═══ Selected text ═══

A double argument representing an infinity or NaN is
converted in the style of an f or F conversion
specifier.

____________________

219Binary implementations can choose the hexadecimal digit
to the left of the decimal-point character so that
subsequent digits align to nibble (4-bit) boundaries.

220The precision p is sufficient to distinguish values of
the source type if 16p-1>bn where b is FLT_RADIX and n is
the number of base-b digits in the significand of the
source type. A smaller p might suffice depending on the
implementation's scheme for determining the digit to the
left of the decimal-point character.

7.19.6.1 Library 7.19.6.1

314 Committee Draft -- August 3, 1998 WG14/N843

So, it looks like C99-compliant libc implementations will have this,
but I'd hesitate to rely on it for pg_dump purposes; it would certainly
not be very portable for awhile yet.

Peter's idea of a SET variable to control float display format might
not be a bad idea, but what if anything should pg_dump do with it?
Maybe just crank the precision up a couple digits from the current
defaults?

regards, tom lane

#4Hiroshi Inoue
Inoue@tpf.co.jp
In reply to: Tom Lane (#3)
RE: floating point representation

-----Original Message-----
From: Tom Lane [mailto:tgl@sss.pgh.pa.us]

Peter Eisentraut <peter_e@gmx.net> writes:

The GNU C library now offers a %a (and %A) format that prints floating
point numbers in a semi-internal form that is meant to be portable. (I
image this was done because of C99, but I'm speculating.) It might be
useful to offer this to preserve accurate data across dumps.

[snip]

So, it looks like C99-compliant libc implementations will have this,
but I'd hesitate to rely on it for pg_dump purposes; it would certainly
not be very portable for awhile yet.

Agreed.

Peter's idea of a SET variable to control float display format might
not be a bad idea, but what if anything should pg_dump do with it?
Maybe just crank the precision up a couple digits from the current
defaults?

Currently the precision of float display format is FLT_DIG(DBL_DIG).
It's not sufficent to distinguish float values. As Peter already suggested,
the quickest solution would be to change XXX_DIG constants to variables
and provide a routine to SET the variables. Strictly speaking the precision
needed to distigush float values seems OS-dependent. It seems preferable
to have a symbol to specify the precision.

Regards,
Hiroshi Inoue

#5Hiroshi Inoue
Inoue@tpf.co.jp
In reply to: Hiroshi Inoue (#4)
Re: floating point representation

I wrote:

-----Original Message-----
From: Tom Lane [mailto:tgl@sss.pgh.pa.us]

Peter Eisentraut <peter_e@gmx.net> writes:

[snip]

Peter's idea of a SET variable to control float display format might
not be a bad idea, but what if anything should pg_dump do with it?

═══ Provided material ═══

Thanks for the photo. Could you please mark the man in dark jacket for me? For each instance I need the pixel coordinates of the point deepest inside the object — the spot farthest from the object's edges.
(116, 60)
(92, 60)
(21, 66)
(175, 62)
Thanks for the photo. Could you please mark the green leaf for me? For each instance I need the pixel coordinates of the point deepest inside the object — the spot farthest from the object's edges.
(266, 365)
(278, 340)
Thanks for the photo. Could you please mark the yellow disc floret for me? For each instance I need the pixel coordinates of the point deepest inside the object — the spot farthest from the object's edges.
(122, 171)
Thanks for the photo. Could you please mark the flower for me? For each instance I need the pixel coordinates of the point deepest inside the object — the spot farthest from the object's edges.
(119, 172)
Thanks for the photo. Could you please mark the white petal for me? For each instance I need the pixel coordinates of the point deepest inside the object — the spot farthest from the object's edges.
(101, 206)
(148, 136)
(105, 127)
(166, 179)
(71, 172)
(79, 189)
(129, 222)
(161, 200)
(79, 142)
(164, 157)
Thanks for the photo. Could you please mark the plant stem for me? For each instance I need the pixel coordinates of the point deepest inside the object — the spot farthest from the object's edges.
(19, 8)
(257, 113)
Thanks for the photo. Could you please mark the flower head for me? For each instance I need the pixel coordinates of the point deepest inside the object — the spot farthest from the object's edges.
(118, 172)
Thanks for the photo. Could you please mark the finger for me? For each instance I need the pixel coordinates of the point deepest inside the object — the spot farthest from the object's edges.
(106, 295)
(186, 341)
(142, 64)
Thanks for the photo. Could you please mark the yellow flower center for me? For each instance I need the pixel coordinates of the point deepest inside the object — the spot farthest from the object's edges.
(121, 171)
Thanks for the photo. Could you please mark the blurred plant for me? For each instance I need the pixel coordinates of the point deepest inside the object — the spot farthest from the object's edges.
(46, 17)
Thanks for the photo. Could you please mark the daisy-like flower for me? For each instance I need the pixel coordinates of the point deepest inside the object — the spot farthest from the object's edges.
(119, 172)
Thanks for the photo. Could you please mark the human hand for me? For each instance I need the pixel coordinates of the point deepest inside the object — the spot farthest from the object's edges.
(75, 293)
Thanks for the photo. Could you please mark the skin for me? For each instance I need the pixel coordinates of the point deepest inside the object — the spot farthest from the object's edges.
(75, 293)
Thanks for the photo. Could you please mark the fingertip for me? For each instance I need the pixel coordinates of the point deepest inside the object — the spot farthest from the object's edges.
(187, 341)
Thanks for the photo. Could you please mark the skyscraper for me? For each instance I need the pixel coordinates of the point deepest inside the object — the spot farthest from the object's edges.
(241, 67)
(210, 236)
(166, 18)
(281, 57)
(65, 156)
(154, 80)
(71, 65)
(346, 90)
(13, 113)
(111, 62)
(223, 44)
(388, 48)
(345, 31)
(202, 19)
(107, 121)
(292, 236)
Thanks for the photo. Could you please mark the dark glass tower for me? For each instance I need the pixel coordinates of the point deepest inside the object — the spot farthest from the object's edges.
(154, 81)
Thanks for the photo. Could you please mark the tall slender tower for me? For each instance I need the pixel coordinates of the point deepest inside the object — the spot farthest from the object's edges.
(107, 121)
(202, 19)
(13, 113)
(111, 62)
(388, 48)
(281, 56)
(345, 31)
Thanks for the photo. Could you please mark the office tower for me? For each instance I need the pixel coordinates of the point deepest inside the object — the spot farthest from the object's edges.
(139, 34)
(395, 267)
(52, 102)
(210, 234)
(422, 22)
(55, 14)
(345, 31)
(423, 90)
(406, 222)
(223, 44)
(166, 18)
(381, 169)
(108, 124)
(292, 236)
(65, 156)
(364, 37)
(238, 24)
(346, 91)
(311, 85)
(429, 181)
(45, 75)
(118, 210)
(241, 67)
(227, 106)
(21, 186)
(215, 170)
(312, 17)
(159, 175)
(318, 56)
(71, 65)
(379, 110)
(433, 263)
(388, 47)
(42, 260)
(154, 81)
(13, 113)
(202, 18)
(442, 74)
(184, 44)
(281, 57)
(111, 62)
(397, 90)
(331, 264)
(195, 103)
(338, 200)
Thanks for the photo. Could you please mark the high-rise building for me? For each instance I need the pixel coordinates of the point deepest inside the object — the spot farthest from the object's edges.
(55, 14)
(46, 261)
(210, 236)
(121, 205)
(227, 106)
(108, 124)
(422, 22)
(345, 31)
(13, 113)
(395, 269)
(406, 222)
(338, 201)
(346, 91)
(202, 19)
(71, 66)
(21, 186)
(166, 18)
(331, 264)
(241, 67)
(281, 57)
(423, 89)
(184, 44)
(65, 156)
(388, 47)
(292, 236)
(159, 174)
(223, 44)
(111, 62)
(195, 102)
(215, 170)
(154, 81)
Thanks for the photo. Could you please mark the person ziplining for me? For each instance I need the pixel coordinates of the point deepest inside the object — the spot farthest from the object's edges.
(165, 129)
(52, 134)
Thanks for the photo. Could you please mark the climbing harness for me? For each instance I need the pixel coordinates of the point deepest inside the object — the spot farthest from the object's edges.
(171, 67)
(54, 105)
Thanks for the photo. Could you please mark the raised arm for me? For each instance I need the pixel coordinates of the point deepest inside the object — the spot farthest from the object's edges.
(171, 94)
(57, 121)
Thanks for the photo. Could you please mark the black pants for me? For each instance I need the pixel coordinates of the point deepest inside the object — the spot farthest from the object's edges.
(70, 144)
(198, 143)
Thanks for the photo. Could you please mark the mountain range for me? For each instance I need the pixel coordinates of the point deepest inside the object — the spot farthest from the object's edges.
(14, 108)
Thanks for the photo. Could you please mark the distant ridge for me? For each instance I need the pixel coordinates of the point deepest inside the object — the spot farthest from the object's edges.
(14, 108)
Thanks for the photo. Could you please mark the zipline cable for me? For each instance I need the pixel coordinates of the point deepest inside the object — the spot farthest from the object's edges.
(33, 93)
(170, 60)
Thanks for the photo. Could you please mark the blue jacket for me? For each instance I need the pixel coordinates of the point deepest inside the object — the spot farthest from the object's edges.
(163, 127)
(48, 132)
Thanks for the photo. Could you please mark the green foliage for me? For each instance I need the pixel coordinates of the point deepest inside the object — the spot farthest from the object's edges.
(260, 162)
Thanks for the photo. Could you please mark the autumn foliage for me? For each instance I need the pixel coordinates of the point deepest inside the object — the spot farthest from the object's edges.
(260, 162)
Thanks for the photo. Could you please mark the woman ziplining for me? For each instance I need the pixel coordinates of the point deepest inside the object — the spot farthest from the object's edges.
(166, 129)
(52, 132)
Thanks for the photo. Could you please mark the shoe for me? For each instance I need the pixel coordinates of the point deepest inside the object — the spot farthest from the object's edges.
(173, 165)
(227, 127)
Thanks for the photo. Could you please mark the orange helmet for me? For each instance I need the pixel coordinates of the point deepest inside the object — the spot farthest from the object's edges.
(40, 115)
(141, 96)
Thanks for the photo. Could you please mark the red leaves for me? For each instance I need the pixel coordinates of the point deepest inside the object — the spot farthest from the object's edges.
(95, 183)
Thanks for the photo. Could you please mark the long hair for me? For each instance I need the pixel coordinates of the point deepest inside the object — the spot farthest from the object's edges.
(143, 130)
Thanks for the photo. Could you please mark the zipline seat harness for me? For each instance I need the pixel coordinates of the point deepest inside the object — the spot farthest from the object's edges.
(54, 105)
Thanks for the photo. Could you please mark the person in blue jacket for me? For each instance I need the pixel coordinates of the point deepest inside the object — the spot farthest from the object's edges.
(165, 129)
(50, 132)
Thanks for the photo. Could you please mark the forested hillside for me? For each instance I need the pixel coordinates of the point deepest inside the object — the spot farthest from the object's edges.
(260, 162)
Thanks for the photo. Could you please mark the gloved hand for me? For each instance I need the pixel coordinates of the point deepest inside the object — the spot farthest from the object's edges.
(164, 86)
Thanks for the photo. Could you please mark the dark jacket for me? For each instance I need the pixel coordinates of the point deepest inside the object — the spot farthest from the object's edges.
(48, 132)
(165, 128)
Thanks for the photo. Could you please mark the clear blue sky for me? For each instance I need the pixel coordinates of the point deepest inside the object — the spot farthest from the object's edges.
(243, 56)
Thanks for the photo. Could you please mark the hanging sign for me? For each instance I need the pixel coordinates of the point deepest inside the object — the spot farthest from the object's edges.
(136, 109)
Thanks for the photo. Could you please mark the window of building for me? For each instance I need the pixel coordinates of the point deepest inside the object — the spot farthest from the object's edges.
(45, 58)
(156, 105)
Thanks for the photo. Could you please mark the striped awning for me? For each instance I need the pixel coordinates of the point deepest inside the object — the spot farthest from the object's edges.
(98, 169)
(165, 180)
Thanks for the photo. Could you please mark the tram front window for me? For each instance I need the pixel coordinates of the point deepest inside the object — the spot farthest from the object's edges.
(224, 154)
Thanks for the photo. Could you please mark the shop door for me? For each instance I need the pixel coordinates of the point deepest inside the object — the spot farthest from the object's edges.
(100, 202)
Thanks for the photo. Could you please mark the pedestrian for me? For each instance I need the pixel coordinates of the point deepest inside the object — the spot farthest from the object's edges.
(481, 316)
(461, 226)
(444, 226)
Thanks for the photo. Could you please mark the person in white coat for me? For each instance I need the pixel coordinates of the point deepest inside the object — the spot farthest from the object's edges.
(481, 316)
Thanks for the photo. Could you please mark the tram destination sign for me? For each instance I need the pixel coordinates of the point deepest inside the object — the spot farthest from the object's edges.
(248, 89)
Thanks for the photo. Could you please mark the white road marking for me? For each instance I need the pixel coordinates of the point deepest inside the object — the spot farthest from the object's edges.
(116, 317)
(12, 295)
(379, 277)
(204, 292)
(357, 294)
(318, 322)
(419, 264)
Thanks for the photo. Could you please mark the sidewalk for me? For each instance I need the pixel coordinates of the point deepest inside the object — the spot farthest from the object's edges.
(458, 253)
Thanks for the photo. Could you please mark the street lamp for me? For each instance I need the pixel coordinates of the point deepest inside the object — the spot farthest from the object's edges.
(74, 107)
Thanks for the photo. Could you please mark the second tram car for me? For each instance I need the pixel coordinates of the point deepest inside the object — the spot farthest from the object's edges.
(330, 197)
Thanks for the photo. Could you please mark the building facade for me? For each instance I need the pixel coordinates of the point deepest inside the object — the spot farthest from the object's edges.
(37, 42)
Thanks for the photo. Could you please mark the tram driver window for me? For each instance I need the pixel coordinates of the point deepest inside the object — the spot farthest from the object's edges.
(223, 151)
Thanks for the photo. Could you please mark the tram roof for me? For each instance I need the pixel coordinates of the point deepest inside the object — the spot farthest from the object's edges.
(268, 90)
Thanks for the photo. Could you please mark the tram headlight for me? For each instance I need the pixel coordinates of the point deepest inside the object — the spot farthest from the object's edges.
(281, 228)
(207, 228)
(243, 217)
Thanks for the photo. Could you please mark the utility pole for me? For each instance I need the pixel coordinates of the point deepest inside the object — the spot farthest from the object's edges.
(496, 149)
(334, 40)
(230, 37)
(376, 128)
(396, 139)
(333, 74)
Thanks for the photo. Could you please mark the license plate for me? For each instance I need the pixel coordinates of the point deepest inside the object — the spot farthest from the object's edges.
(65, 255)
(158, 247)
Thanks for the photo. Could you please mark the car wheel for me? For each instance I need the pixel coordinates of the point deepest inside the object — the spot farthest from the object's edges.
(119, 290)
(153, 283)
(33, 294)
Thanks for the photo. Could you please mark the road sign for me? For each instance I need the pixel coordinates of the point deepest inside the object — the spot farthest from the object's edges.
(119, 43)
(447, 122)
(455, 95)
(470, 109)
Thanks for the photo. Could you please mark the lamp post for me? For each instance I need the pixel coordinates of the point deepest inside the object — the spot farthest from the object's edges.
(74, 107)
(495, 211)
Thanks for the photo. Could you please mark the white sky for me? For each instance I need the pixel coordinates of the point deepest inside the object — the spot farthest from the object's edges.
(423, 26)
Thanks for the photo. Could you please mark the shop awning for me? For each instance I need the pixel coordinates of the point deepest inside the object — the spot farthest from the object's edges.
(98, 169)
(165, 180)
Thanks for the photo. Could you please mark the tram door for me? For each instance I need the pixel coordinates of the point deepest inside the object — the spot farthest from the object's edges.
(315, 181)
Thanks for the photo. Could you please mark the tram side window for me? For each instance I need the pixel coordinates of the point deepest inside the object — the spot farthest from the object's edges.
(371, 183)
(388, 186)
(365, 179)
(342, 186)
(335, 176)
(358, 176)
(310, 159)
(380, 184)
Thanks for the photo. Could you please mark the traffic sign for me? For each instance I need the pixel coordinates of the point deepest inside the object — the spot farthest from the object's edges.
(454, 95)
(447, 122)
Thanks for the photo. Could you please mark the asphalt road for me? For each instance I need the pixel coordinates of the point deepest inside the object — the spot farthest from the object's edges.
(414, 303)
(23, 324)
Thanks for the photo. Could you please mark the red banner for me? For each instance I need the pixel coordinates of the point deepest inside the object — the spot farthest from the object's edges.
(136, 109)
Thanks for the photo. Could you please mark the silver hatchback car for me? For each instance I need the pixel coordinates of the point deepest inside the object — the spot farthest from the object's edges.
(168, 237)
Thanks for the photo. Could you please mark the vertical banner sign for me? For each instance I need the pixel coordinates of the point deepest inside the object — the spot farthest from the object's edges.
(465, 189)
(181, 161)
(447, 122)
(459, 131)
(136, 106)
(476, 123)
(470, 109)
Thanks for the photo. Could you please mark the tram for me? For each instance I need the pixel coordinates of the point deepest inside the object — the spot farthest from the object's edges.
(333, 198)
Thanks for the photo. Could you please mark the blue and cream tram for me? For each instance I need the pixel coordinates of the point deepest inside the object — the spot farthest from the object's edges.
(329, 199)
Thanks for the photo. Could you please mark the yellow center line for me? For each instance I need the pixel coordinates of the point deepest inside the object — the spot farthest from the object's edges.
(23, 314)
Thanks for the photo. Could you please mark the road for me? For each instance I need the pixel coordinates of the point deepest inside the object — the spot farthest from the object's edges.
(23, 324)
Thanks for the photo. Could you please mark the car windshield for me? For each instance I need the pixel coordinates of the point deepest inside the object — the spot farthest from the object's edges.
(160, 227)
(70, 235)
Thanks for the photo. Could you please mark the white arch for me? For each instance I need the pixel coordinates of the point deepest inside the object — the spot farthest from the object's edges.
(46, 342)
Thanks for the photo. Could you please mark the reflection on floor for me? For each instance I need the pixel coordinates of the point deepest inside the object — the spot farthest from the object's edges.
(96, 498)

═══

— Work required —
Write what comes next in the mailing-list thread about floating point representation, picking up after its last line. These records come from a source separate from the text.

— Result for this exercise —
Maybe just crank the precision up a couple digits from the current
defaults?

Currently the precision of float display format is FLT_DIG(DBL_DIG).
It's not sufficent to distinguish float values. As Peter already suggested,
the quickest solution would be to change XXX_DIG constants to variables
and provide a routine to SET the variables. Strictly speaking the precision
needed to distigush float values seems OS-dependent. It seems preferable
to have a symbol to specify the precision.

The 7.1-release seems near.
May I provide the followings ?
SET FLOAT4_PRECISION TO ..
SET FLOAT8_PRECISION TO ..

Or must we postpone to fix it ?

Regards,
Hiroshi Inoue

#6Tom Lane
tgl@sss.pgh.pa.us
In reply to: Hiroshi Inoue (#5)
Re: floating point representation

Hiroshi Inoue <Inoue@tpf.co.jp> writes:

The 7.1-release seems near.
May I provide the followings ?
SET FLOAT4_PRECISION TO ..
SET FLOAT8_PRECISION TO ..

Or must we postpone to fix it ?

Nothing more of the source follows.